In summary, the development of China’s manufacturing industry over the past four decades can be summarized into two ecology systems—a business ecology that supports its success, a natural ecology that takes its toll. This paradoxical metaphor inspires us to explore the future path of manufacturing on a new level and also develop the business ecosystem model with sustainable purpose.

3. New Path for China’s Manufacturing: The Fusion of Industrial Ecology, Industrial Engineering and Innovation & Entrepreneurship (IE³)

In response to the issues analyzed, we attempt to integrate the three major research areas: natural ecological protection, resource gradient exploitation & utilization and rapid construction of industrial systems, to proposed a new trinity thinking/disciplinary frameworks, called IE³, which is consist of Industrial Ecology, Industrial Engineering and Innovation & Entrepreneurship. This session starts from a brief literature review and then details on the IE³ framework.

3.1. A Brief Literature Review

To tackle the gradually serious contradiction between economic development and environmental protection, industrial symbiosis or its extended version--circular economy, has stepped into the center of researchers’ focus [1]. Researchers have been explored different aspects of implementing industrial symbiosis. The participating industries are varies, including chemical [2], manufacturing [3,4], waste management [5] and oil & gas [6] and so forth. The impacts of industrial symbiosis are also frequently discussed, with focus on environmental benefits [7], economic benefits [8] and social benefits [9].

On the other end, industrial engineering researchers come to understand the importance of full value in products and leveraging it. Dinis-Carvalho et al. [10] explores using typical operations management tool—value stream mapping to identify potential value in waste. Similarly, frameworks and tools are developed to value assessment from used resources and waste [11,12]. Solutions in specific industries are also explored, for example, biodiesel industry [13], cement production [14].

While the interaction between industrial symbiosis and industrial engineering is relatively well studied, the motivation and mechanism of engaging large firms and small and medium enterprises (SMEs) into industrial symbiosis/circular economy are not clear to researchers and practitioners. Velenturf [15] has used industrial park in Humber region of UK as example to demonstrating the process of promoting industrial symbiosis. Henry et al. [16] categorize newly established firms which establish circular business models into five types, namely design-based, waste-based, platform-based, service-based and nature-based. There are more observations on stimulating industrial symbiosis/circular economy from the policy perspective [17,18,19]. The business ecosystem theory is expected to cover the above-mentioned aspects and serve as an overall framework to illustrate this dynamic process.

Applying the ecosystem concept to business and sustainability study has been explored by the open innovation research community for some time. Choi [20] proposed that the fourth-industrial technological innovation should be accompanied with social innovation. Tolstykh et al. [21] discussed three models in as well as proposing a method to evaluate ecosystems’ actor using AHP (Analytic Hierarchy Process) approach. From the aspect of building ecosystem for sustainable purpose, Liu and Stephens [22] generated a conceptual framework linking innovation ecosystem and sustainability. The framework studied key players for example, companies, universities, industrial associations and NGOs, as well as the potential sustainable innovations, for example, product, service, business model and business network. Svirina et al. [23] started to look at innovation models (open innovation and traditional close innovation) of the business which particularly aim for social benefits. In their review paper of innovation system, Egbetokun et al. [24] also discuss the innovation commencing on network level. In general, though the business ecosystem concept has been mentioned and emerged in innovation research, it is still in early stage especially considering sustainable agenda.

........

INSTRUCTIONS FOR THE TASK = Can you duplicate everything in the passage on China's manufacturing from "In summary, the" down to "with sustainable purpose.", word for word?

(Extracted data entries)
........

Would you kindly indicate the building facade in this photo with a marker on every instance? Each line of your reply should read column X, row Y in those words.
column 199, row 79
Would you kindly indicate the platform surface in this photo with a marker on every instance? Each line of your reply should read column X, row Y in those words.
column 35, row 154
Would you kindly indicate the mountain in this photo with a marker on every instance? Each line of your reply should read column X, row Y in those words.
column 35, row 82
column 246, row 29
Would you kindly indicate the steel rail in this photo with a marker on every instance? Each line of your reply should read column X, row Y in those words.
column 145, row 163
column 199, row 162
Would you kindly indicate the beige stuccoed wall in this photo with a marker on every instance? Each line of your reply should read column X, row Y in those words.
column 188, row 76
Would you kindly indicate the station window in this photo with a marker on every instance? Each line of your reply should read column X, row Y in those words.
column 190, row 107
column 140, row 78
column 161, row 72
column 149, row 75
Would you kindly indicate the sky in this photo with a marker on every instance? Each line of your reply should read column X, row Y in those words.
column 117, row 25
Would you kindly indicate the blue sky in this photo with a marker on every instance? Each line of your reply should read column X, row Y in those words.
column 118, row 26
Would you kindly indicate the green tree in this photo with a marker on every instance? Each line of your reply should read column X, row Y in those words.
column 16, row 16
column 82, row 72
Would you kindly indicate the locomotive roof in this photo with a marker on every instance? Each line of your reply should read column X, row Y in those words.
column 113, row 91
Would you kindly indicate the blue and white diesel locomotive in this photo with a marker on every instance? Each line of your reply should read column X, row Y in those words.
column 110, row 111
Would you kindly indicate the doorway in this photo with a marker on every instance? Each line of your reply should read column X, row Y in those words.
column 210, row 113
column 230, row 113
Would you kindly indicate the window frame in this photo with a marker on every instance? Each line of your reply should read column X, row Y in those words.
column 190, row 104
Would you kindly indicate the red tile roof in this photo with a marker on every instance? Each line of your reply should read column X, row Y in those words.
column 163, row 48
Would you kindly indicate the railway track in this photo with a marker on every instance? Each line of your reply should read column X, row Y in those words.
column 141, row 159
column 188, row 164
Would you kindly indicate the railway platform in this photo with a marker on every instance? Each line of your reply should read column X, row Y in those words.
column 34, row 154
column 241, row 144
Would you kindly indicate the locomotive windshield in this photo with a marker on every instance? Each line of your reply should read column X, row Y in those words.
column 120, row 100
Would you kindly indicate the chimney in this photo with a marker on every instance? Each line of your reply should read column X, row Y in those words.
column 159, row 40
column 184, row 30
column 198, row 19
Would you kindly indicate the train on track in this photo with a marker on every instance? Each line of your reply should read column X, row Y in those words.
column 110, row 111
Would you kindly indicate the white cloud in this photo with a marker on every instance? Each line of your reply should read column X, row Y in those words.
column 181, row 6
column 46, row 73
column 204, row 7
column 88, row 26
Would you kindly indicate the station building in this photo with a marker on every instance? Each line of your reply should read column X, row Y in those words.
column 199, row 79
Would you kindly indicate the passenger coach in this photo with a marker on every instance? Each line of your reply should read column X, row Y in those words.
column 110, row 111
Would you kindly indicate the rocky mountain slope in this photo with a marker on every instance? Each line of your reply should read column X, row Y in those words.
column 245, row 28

........

IN RESPONSE =
In summary, the development of China’s manufacturing industry over the past four decades can be summarized into two ecology systems—a business ecology that supports its success, a natural ecology that takes its toll. This paradoxical metaphor inspires us to explore the future path of manufacturing on a new level and also develop the business ecosystem model with sustainable purpose.